- [Aim of the exercise] Rewrite the part of the data below that opens with the line containing "Target: side mirror" and closes with the line containing "185 216 L 190", putting "wing mirror" wherever "side mirror" stands and changing nothing else.

- [Entries provided]
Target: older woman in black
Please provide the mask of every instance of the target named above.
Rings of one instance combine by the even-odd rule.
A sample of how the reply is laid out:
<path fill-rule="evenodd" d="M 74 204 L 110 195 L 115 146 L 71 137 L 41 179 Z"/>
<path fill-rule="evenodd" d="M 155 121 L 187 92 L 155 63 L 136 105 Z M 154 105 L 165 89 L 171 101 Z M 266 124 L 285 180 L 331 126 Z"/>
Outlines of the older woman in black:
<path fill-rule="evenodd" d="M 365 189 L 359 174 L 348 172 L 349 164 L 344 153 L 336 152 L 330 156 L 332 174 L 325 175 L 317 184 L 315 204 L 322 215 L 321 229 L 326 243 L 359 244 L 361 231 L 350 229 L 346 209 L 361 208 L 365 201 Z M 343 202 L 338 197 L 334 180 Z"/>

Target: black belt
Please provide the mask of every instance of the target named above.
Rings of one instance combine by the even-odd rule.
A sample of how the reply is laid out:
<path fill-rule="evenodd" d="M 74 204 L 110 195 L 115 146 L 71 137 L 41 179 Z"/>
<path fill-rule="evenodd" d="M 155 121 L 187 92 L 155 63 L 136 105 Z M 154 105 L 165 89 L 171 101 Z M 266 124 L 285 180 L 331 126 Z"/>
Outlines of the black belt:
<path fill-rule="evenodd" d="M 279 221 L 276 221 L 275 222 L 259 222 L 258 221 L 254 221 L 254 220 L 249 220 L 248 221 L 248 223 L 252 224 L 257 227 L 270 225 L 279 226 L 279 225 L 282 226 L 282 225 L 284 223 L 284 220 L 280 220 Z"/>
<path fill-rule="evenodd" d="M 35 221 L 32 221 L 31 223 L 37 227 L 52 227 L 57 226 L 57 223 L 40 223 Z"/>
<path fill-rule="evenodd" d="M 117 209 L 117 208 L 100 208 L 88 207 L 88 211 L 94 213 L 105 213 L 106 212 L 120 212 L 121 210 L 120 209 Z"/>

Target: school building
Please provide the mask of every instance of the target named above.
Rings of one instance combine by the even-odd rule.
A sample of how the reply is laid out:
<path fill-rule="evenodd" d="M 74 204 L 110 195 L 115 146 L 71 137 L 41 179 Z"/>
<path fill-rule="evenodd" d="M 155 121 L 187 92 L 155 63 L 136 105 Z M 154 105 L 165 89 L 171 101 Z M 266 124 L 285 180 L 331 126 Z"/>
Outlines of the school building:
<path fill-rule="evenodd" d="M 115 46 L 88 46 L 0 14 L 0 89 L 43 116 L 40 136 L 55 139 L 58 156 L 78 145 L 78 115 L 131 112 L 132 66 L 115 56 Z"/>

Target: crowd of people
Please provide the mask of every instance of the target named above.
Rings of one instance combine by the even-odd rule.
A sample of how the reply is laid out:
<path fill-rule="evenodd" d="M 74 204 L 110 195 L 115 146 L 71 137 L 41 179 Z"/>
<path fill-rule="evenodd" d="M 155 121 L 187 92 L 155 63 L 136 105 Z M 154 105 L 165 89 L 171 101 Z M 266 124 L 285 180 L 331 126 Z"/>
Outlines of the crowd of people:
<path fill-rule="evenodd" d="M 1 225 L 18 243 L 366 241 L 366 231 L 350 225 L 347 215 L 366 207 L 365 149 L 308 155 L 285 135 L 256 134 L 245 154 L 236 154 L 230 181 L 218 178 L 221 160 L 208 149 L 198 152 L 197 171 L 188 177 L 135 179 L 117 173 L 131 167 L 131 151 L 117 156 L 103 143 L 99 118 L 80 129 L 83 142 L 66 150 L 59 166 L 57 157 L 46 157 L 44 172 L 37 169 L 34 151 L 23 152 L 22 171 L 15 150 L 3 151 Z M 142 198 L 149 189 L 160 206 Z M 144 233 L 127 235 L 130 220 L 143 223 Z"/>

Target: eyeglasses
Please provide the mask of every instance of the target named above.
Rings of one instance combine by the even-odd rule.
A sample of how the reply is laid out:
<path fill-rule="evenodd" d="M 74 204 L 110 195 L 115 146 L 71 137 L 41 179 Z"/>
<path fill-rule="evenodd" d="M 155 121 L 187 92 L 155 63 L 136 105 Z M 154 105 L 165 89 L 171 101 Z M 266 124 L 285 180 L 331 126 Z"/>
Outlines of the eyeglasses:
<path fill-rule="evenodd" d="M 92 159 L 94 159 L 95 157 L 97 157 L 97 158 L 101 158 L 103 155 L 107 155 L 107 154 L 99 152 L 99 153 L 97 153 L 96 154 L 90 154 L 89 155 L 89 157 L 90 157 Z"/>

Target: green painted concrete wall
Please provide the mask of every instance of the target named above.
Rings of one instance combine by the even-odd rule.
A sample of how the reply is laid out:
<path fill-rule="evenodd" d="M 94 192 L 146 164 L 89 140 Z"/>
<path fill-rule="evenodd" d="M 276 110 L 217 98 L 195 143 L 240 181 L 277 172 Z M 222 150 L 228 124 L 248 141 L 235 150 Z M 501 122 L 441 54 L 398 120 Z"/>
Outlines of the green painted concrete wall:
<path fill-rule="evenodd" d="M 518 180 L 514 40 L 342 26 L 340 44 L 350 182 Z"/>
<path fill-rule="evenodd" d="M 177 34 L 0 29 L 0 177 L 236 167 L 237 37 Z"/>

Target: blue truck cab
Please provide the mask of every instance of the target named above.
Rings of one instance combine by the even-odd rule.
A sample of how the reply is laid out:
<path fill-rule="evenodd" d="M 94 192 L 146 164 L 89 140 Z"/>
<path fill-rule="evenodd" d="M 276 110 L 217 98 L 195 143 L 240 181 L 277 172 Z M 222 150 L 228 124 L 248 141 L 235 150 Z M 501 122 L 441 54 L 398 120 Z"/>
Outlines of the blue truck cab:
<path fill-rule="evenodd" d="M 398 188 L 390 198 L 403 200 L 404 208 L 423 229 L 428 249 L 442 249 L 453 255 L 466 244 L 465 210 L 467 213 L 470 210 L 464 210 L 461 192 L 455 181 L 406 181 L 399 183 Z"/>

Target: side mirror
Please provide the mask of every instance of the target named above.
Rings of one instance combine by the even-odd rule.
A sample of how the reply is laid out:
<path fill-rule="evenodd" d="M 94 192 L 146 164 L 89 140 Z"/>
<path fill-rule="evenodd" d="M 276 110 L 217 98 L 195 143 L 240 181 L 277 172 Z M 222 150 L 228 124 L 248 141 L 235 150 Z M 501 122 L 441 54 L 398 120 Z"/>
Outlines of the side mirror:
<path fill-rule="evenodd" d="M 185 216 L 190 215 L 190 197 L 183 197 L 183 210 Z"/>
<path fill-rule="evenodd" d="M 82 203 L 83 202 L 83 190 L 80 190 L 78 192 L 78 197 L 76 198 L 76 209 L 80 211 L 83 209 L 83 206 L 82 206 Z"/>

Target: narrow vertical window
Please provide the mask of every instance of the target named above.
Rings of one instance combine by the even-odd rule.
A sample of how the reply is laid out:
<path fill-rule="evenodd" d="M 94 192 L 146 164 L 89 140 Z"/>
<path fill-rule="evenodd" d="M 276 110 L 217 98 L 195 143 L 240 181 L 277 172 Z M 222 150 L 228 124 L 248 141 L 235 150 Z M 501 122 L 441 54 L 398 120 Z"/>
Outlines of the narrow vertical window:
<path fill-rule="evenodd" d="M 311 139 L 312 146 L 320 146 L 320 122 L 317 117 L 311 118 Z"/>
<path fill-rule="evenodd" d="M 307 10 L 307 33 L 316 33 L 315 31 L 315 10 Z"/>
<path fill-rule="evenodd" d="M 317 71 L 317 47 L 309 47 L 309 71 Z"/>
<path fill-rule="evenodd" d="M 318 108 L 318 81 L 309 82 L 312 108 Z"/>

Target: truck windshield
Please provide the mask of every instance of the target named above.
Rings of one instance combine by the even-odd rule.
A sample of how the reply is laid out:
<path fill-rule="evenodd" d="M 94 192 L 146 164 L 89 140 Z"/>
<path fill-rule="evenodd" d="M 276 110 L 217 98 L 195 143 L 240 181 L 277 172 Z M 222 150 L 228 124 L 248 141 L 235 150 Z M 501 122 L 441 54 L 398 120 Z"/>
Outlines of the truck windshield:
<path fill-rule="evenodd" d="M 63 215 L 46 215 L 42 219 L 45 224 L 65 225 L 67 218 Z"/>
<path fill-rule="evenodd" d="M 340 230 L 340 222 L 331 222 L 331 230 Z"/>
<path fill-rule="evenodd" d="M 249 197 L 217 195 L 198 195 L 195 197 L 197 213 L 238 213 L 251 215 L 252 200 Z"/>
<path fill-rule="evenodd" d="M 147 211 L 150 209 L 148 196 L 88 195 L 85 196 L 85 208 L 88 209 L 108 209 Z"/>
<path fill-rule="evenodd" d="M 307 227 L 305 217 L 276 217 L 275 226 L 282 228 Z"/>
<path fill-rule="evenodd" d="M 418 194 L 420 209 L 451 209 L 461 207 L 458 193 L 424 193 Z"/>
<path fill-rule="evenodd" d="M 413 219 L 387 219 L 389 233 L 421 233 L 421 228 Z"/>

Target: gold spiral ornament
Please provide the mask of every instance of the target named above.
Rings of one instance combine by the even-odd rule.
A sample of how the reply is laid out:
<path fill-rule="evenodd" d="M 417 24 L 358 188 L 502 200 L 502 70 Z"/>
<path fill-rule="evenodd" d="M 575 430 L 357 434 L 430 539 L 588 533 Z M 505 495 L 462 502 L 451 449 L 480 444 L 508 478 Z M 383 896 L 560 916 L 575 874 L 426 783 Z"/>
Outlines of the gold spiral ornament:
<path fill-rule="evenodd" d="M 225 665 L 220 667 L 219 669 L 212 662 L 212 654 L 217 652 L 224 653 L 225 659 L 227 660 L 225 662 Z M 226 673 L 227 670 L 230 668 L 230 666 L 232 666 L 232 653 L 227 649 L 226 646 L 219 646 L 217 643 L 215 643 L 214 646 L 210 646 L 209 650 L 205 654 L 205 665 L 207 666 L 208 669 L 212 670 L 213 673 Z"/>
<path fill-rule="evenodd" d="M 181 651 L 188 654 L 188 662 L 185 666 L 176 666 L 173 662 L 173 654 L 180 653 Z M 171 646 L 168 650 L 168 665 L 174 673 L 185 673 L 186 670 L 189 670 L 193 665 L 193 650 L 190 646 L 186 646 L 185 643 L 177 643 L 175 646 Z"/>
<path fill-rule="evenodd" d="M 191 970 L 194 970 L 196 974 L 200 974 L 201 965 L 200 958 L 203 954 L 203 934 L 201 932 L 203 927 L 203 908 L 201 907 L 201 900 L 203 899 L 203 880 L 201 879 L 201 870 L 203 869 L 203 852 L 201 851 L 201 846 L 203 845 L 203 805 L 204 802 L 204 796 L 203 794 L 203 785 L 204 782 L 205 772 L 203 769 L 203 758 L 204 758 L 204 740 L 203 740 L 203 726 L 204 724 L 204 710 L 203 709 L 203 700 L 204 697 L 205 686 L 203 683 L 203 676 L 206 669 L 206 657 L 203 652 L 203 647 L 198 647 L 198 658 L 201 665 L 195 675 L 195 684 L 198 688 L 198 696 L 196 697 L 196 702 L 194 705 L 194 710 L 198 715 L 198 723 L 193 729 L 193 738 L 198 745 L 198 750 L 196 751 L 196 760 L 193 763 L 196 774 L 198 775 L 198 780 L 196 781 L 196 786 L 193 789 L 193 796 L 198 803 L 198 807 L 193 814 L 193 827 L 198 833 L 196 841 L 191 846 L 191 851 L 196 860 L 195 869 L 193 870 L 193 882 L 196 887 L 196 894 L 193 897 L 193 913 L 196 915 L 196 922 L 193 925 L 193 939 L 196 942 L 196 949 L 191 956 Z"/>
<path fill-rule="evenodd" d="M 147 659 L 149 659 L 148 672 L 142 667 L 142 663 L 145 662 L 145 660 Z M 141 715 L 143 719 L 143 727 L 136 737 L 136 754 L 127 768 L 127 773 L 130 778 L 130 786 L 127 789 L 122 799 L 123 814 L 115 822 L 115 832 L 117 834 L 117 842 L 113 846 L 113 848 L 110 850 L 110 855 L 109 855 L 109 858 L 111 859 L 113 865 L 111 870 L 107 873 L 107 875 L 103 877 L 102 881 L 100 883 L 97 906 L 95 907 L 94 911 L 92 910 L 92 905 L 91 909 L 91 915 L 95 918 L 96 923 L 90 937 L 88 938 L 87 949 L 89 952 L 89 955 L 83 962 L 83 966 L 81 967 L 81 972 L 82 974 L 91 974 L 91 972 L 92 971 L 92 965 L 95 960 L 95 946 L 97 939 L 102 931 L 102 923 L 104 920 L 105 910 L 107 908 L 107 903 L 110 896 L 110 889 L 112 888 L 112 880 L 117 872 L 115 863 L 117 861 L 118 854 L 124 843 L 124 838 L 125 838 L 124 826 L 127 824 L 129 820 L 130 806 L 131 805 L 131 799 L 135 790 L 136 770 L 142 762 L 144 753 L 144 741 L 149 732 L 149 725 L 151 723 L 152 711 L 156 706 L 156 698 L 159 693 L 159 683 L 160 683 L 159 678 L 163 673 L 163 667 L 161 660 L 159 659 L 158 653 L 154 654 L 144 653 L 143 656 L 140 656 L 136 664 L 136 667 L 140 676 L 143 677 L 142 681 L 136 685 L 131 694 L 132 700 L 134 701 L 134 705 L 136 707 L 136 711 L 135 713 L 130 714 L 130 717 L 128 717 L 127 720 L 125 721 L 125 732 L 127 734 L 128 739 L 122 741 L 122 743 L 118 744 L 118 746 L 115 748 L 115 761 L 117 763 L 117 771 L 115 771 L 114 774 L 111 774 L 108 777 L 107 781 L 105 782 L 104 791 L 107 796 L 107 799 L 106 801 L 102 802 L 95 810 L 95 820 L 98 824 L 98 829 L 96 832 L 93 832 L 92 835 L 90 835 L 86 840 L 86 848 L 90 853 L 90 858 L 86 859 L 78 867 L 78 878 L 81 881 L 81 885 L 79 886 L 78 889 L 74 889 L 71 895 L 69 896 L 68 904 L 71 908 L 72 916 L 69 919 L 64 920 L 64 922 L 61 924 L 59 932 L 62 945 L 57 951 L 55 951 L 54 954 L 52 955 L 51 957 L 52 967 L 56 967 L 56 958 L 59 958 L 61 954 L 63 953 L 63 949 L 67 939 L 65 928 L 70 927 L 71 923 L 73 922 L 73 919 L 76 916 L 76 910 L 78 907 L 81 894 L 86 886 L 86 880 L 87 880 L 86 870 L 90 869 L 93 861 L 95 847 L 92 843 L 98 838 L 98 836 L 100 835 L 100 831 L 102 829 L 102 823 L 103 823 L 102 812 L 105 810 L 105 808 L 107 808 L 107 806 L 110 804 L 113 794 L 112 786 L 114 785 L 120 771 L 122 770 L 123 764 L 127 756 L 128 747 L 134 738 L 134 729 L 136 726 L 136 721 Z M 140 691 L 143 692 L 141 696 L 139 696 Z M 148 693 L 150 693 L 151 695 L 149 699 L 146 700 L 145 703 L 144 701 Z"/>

- [Exercise output]
Target: wing mirror
Please provide the mask of every instance of the target named above.
Rings of one instance combine by the even-odd rule.
A sample of how the reply is laid out:
<path fill-rule="evenodd" d="M 94 192 L 146 164 L 89 140 Z"/>
<path fill-rule="evenodd" d="M 276 110 L 217 98 L 195 143 L 240 181 L 277 172 Z M 222 150 L 228 124 L 248 141 L 235 150 Z M 501 122 L 441 54 L 398 120 Z"/>
Outlines of the wing mirror:
<path fill-rule="evenodd" d="M 185 216 L 190 215 L 190 197 L 183 197 L 183 210 Z"/>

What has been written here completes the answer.